_WHAT THE EXERCISE ASKS_. Lines before the one containing "Place a point on every instance of the weathered" are excluded; retype that line and all remaining lines of the material exactly.

Records excerpted from a collection:
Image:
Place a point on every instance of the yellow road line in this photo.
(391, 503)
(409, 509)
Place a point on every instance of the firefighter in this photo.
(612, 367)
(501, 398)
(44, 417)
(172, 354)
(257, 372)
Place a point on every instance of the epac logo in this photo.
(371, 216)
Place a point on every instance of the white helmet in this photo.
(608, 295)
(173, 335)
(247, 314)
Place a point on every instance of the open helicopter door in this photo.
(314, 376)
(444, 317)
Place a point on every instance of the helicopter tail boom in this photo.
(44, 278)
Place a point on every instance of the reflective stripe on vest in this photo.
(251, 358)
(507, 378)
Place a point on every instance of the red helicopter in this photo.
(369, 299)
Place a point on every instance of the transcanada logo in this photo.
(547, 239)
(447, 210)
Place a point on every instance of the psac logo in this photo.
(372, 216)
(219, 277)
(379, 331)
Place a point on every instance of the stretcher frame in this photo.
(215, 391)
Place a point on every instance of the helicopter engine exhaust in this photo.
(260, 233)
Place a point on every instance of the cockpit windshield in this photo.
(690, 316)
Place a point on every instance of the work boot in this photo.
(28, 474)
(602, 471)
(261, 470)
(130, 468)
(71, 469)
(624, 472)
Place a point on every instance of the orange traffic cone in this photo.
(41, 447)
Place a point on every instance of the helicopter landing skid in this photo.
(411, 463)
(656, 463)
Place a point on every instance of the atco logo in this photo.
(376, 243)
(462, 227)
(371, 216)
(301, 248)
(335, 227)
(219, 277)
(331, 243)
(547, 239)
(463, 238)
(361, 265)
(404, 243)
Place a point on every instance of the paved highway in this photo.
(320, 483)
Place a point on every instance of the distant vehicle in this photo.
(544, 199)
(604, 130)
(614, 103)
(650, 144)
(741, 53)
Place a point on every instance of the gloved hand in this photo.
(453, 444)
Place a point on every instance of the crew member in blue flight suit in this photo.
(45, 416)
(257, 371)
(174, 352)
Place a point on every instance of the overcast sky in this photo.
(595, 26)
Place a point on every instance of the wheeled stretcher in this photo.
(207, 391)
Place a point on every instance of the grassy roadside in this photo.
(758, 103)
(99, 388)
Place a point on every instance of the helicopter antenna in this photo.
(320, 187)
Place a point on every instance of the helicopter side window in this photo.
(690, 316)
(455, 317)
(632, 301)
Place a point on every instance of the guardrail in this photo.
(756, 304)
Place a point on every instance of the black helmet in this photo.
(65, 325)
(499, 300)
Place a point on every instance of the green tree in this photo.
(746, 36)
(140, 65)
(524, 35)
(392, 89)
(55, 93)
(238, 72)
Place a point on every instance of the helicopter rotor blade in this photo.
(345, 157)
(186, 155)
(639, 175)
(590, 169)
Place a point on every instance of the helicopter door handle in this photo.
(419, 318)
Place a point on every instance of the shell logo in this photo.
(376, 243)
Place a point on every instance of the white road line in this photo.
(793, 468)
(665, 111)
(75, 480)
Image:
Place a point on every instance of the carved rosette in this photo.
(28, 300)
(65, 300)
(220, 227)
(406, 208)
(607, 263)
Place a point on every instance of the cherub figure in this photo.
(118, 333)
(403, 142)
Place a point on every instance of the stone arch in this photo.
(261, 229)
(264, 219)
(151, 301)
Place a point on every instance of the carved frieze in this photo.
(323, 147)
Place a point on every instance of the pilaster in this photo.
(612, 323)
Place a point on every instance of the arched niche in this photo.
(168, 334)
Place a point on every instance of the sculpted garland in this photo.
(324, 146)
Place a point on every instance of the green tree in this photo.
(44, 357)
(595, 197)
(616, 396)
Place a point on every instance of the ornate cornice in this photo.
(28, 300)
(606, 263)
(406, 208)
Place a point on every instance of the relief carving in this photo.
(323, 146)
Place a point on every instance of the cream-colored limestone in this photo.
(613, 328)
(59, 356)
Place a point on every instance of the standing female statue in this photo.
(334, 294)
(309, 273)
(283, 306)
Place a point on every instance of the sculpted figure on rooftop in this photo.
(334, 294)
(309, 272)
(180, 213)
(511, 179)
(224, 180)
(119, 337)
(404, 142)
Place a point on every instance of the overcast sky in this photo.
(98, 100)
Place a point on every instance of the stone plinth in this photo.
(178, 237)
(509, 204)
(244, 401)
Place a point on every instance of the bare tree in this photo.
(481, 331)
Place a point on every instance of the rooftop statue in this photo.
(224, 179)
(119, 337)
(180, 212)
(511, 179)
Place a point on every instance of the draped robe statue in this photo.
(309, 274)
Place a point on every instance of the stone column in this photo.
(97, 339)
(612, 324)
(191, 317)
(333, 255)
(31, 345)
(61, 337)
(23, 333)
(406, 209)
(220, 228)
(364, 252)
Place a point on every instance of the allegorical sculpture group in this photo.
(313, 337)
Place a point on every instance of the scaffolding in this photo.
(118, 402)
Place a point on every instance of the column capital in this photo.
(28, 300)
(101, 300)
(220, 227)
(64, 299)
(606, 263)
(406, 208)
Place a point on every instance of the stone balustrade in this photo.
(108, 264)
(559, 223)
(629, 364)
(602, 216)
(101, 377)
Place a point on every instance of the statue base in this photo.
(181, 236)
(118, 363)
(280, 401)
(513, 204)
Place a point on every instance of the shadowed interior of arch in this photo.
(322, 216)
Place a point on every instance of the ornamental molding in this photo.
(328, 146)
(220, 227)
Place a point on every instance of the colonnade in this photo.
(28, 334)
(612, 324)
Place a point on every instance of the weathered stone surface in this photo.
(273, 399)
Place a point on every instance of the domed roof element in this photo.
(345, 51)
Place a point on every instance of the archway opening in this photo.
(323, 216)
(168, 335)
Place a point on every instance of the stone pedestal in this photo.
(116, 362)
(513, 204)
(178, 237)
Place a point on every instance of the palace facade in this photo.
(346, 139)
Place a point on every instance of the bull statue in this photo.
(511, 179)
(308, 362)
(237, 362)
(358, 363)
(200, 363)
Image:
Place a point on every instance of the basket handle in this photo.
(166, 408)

_FULL OUTPUT_.
Place a point on every instance of the weathered stone surface in this photo.
(273, 399)
Place a point on every instance of the domed roof element in this photo.
(345, 51)
Place a point on every instance of the archway opening in this photo.
(323, 216)
(168, 335)
Place a point on every instance of the stone pedestal in this photo.
(116, 362)
(513, 204)
(178, 237)
Place a point on every instance of the palace facade in this photo.
(346, 139)
Place a point on every instance of the bull statue in this photo.
(511, 179)
(308, 362)
(237, 362)
(358, 363)
(200, 363)
Image:
Place a point on every instance of the basket handle in this photo.
(166, 408)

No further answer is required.